**PROBLEMS TO SOLVE:**
(A) Write out the book-signing account word for word, starting at "From the account" and ending after "in the back.".
(B) Render this sentence from the book-signing account in Spanish: "At 10:15, they called numbers 300-350 and I made my way to the line."
(C) Pick up the account of the book signing after its final sentence and extend it in the same first-person voice.

**TEXT PASSAGE:**
○ ○ ○

At 10:15, they called numbers 300-350 and I made my way to the line. As I was about three people away from having my two books autographed, there was some commotion behind the bookshelves, and something white tumbled to the feet of the young woman two people ahead of me.

We all looked down with a "What the..." look on our faces, and then an alarm started going off.

It was a dead, white mouse.

"What was that all about?" Chuck asked looking around. Apparently there were a bunch of other dead mice scattered nearby. Then Chuck answered his own question, something like "It was that sick kid with the sign..." I read that Loserboy(tm) even tried to get Chuck Palahniuk to sign a book he didn't even write!

From the account of the guy who was having his book signed when it happened, Loserboy(tm) or one of his friends opened a poster tube and flung the dead mice from it, then ran out the emergency exit in the back.

○ ○ ○

**EXTRACTED ENTRIES:**
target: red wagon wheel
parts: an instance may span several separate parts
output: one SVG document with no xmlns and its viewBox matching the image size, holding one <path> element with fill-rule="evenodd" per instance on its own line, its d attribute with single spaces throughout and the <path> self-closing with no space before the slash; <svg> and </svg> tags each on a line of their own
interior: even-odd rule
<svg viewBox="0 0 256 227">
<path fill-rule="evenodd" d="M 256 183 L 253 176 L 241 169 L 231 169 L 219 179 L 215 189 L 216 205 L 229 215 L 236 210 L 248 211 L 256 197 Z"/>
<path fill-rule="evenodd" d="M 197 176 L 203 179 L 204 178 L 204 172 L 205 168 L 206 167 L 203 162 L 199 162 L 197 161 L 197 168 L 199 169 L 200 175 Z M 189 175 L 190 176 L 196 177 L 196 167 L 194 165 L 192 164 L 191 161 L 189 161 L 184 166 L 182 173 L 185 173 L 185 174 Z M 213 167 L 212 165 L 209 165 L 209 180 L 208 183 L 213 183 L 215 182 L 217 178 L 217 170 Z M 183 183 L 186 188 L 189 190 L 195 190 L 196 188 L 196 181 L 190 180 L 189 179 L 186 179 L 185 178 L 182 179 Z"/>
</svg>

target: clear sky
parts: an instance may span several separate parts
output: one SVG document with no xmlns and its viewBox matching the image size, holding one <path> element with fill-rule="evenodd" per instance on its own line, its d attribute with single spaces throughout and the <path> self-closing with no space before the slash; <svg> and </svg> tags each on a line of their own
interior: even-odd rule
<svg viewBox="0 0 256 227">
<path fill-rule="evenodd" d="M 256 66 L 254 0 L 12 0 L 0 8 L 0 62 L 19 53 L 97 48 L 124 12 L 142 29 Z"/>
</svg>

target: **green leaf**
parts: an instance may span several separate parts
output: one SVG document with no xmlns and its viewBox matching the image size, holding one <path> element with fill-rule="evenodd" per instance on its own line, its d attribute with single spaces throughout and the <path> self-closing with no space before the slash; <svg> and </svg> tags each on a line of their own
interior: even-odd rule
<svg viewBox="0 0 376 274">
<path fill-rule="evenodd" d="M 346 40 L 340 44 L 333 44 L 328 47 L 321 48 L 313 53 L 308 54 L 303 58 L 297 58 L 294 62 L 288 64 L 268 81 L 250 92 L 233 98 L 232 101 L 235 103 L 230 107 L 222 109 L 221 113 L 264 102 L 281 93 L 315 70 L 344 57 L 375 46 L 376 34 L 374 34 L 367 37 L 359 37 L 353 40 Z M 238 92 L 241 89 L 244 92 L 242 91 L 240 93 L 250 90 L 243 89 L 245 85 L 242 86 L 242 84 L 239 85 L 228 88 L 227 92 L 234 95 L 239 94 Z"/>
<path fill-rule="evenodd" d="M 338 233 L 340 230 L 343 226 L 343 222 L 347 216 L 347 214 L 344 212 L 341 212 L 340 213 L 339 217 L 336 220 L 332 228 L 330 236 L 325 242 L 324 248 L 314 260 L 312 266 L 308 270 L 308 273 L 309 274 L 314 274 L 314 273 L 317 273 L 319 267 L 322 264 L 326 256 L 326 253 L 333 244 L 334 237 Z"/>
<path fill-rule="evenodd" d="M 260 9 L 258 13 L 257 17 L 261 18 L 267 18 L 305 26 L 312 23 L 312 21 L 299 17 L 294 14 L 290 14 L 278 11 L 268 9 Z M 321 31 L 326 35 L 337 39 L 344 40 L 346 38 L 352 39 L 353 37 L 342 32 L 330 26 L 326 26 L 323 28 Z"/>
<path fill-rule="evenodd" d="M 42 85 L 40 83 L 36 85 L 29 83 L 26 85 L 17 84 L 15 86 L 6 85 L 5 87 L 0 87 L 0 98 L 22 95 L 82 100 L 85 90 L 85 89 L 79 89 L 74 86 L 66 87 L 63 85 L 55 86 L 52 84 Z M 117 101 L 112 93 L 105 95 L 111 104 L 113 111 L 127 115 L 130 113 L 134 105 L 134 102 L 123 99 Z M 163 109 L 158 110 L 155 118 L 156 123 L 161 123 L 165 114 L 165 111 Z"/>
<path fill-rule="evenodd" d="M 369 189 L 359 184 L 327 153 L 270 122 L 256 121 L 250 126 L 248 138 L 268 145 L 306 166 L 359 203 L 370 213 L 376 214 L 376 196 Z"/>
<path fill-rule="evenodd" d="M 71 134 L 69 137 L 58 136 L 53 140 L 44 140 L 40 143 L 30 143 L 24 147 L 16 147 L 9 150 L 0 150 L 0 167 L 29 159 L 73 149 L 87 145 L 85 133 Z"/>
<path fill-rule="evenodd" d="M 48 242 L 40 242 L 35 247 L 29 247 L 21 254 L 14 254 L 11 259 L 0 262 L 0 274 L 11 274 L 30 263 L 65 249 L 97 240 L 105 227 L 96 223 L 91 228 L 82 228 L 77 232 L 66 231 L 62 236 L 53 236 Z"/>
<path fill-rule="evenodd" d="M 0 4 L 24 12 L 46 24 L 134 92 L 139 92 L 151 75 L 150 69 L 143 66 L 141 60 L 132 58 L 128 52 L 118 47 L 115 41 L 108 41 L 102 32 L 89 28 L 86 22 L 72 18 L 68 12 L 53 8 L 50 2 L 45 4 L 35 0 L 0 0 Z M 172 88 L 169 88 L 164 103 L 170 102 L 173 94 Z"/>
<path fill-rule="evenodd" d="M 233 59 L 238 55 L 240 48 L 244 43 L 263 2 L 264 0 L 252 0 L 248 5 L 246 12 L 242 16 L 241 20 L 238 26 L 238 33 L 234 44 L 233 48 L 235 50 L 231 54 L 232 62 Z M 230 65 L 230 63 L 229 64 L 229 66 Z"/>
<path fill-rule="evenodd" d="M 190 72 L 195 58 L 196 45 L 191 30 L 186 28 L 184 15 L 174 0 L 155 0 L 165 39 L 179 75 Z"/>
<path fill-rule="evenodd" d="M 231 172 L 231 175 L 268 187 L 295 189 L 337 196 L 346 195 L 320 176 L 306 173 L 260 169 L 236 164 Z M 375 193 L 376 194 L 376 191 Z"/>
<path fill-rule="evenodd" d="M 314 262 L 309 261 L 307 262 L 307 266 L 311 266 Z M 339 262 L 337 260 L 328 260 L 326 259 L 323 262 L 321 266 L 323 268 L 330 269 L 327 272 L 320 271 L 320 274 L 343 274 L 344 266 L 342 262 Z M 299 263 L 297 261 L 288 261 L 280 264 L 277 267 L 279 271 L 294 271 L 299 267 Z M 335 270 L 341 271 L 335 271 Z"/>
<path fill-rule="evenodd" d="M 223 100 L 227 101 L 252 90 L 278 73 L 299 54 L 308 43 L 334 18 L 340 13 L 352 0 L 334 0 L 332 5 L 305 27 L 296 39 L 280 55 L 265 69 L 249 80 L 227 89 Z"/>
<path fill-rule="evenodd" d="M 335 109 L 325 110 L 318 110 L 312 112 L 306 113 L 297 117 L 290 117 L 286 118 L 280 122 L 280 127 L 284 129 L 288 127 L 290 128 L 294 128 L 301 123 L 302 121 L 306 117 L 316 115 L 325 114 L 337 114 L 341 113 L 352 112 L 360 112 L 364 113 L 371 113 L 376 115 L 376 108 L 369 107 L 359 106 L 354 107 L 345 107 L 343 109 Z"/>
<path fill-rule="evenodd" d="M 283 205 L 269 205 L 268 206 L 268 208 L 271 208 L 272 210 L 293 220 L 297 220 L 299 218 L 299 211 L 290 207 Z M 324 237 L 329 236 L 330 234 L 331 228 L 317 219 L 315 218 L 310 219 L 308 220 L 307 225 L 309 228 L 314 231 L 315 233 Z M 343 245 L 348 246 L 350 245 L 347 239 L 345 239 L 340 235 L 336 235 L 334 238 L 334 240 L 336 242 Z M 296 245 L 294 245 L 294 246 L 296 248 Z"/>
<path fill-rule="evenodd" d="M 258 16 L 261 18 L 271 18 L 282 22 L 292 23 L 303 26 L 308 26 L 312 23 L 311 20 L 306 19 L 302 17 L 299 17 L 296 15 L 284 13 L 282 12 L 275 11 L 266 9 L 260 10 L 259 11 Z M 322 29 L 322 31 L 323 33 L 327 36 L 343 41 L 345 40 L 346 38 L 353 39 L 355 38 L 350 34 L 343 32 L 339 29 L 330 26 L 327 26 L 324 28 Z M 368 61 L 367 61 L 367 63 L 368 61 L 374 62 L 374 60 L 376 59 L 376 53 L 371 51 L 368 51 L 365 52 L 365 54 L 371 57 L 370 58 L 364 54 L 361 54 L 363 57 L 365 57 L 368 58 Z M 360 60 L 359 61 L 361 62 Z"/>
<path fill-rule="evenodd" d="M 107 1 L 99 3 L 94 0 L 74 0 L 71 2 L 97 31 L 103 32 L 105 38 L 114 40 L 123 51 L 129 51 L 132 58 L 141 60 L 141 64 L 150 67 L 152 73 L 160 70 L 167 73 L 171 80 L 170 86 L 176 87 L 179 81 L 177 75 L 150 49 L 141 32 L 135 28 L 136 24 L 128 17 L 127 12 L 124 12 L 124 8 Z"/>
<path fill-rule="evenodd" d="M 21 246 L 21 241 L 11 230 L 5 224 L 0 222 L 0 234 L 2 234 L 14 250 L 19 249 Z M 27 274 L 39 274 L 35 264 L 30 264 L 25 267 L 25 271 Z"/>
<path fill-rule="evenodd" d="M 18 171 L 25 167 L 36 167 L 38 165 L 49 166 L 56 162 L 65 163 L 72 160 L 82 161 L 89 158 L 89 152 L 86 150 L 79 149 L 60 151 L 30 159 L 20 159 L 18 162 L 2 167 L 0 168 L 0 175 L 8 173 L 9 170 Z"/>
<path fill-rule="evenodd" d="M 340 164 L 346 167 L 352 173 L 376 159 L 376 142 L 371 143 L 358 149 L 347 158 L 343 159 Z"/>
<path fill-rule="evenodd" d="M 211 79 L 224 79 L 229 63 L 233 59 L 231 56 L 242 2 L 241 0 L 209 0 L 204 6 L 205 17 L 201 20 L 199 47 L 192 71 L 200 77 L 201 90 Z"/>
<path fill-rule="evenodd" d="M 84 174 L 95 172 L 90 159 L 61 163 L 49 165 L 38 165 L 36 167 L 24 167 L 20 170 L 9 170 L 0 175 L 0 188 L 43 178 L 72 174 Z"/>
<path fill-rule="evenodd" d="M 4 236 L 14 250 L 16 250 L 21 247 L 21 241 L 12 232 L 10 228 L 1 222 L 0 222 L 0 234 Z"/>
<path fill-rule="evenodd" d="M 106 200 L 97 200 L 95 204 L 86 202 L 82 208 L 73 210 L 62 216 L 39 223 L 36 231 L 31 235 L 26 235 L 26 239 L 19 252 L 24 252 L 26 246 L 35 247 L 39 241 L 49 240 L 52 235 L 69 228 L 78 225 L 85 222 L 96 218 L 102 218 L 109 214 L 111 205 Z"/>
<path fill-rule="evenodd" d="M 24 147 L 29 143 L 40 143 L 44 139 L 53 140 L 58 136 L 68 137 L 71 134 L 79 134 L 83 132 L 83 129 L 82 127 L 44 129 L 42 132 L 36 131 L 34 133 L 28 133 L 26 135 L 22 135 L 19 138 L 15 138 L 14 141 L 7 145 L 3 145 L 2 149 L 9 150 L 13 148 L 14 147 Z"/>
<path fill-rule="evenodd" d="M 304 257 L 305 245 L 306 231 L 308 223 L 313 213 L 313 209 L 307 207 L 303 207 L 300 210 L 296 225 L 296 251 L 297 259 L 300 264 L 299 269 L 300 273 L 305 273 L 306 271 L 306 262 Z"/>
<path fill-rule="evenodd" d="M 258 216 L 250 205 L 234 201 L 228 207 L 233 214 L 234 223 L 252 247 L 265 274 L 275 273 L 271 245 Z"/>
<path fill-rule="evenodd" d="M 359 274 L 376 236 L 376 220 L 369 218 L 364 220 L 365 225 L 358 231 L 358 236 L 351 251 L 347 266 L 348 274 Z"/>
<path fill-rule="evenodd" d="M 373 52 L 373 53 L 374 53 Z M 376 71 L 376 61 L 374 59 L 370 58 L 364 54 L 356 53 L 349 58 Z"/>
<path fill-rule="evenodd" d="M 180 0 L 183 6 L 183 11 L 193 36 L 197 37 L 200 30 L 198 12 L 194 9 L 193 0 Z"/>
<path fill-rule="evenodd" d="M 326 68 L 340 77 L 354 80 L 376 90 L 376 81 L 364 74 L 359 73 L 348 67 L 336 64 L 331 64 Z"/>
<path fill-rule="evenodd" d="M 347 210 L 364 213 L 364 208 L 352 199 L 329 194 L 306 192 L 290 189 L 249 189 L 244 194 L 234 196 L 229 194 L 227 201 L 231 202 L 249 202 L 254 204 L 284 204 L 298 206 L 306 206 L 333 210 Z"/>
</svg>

○ ○ ○

**SET OF ANSWERS:**
(A)
From the account of the guy who was having his book signed when it happened, Loserboy(tm) or one of his friends opened a poster tube and flung the dead mice from it, then ran out the emergency exit in the back.

(B) A las 10:15 llamaron a los números del 300 al 350 y me dirigí a la fila.

(C)
Of course, this put Chuck in a nasty funk, particularly after just admitting that he hates animal cruelty, and he wasn't really having fun signing the autographs any more...just in time for mine. Ah well. I was the last person to have their books stamped with goofy things like "PRISON LIBRARY COPY" and little references to his books. He stopped personalizing the autographs around #150, so I was nowhere near getting a "cool" autograph.

Still, it was a great evening, and I recommend attending a reading by your favorite author. It's a lot of fun to hear how they interpret their stories, the inflections they use and so forth. Listening to Guts was almost like hearing a stand-up comic describe the most horrible pool accident ever dreamed up.

"Imaging taking a four-hundred pound shit, and you see how this might turn you inside out."

What was interesting to me though, and I may be misinterpreting Palahniuk's comments, was a little something that I think a lot of people didn't get. They may be wrong, I may be wrong. I'm not sure. It's regarding the quote I introduced this tale with.

"That dog was fuckin' nuts."

See, Chuck talked about the elements he felt were necessary for a short story. I don't remember his exact words, but it was something like "A part that makes you laugh, a part that disgusts you, and a part that makes you cry." There may have been something else in there too, and I'm not sure about the disgust part. I wish I had a better memory.

Anyway, Chuck pointed out the parts of the story that illustrated these points, and the line he quoted as the part that makes you cry was "That dog was fuckin' nuts," which, ironically, was the line that got the biggest laugh.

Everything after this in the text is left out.